-- Begin --

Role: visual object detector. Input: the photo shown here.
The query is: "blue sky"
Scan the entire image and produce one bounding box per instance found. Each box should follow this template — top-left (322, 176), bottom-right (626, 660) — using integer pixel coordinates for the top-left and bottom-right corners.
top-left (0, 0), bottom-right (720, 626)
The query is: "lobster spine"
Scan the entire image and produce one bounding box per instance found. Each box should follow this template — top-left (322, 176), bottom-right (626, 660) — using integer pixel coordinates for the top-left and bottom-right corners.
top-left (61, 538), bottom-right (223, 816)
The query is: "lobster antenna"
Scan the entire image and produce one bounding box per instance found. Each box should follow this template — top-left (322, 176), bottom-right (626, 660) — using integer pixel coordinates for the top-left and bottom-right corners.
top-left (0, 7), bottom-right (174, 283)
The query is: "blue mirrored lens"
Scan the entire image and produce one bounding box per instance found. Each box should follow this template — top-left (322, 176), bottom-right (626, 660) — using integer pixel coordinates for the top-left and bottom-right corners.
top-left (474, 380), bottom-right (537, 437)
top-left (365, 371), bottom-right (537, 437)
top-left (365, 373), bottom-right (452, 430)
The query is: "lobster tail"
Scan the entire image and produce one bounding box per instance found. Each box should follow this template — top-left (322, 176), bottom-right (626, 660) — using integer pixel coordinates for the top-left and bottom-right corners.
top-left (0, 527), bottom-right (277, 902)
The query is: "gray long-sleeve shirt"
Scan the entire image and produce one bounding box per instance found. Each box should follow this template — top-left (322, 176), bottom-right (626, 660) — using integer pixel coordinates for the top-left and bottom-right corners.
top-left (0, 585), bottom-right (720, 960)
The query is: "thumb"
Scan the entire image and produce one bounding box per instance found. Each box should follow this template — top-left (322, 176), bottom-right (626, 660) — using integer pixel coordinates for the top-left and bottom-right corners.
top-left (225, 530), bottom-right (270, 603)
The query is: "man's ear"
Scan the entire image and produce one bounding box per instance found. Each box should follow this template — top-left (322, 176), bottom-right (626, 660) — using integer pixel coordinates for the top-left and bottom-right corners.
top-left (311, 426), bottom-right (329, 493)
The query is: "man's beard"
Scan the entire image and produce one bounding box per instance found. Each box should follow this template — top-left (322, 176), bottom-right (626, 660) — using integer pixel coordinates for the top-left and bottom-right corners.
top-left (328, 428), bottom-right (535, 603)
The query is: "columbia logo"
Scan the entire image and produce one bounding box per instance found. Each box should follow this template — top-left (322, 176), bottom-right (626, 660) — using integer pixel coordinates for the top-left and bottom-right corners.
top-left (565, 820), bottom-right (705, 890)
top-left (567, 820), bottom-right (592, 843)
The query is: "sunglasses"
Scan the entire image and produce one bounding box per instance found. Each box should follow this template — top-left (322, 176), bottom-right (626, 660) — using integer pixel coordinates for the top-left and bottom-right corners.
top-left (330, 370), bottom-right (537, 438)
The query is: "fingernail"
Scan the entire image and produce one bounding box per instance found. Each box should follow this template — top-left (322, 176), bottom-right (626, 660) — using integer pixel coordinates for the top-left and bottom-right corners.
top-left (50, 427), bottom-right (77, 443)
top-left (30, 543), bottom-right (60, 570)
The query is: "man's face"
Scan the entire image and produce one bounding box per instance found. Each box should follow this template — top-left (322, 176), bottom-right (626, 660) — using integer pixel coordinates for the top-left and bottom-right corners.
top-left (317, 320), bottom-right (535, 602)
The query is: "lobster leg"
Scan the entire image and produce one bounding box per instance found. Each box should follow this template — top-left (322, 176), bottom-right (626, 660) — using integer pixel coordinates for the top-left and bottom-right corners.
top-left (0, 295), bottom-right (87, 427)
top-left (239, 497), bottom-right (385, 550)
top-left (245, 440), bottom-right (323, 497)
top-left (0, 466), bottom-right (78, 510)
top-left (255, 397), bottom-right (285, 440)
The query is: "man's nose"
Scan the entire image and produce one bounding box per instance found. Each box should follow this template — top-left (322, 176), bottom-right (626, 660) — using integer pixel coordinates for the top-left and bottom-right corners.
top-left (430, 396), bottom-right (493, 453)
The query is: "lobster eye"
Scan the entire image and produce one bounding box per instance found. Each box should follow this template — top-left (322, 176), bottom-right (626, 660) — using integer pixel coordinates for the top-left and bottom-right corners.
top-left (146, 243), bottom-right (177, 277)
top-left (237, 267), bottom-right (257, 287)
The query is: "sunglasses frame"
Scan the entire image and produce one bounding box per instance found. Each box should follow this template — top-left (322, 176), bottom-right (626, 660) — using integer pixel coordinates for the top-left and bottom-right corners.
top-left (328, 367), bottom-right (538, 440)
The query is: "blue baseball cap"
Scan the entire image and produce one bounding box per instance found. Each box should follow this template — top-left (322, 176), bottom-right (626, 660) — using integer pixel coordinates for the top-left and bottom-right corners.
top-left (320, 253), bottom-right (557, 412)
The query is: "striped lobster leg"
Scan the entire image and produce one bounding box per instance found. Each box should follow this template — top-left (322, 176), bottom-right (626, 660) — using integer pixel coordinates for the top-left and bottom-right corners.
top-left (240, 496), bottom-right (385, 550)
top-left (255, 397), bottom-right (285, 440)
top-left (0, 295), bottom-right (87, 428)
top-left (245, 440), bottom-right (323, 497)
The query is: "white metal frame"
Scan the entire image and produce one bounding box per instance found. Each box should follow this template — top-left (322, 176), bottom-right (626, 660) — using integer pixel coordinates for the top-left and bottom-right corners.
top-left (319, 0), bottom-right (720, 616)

-- End --
-- Begin --

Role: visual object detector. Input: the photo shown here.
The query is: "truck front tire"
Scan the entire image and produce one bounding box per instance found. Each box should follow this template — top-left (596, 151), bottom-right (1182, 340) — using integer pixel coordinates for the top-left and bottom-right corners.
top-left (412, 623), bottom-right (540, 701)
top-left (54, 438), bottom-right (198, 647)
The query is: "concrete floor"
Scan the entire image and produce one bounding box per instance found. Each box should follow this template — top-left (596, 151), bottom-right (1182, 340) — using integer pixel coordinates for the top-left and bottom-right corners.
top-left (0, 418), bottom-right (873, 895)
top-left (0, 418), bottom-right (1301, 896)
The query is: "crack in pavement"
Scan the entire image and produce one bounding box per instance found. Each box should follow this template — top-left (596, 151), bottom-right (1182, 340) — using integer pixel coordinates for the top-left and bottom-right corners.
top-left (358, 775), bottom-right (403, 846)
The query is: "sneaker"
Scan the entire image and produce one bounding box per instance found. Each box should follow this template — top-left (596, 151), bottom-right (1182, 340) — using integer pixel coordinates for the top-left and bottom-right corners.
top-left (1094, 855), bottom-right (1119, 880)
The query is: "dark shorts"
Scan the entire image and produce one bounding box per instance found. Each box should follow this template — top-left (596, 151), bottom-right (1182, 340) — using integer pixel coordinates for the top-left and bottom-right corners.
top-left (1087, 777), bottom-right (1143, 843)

-- End --

**Task objective**
How many lines of the items above contain the string "sunglasses"? Reply with the number only.

**Exercise output**
2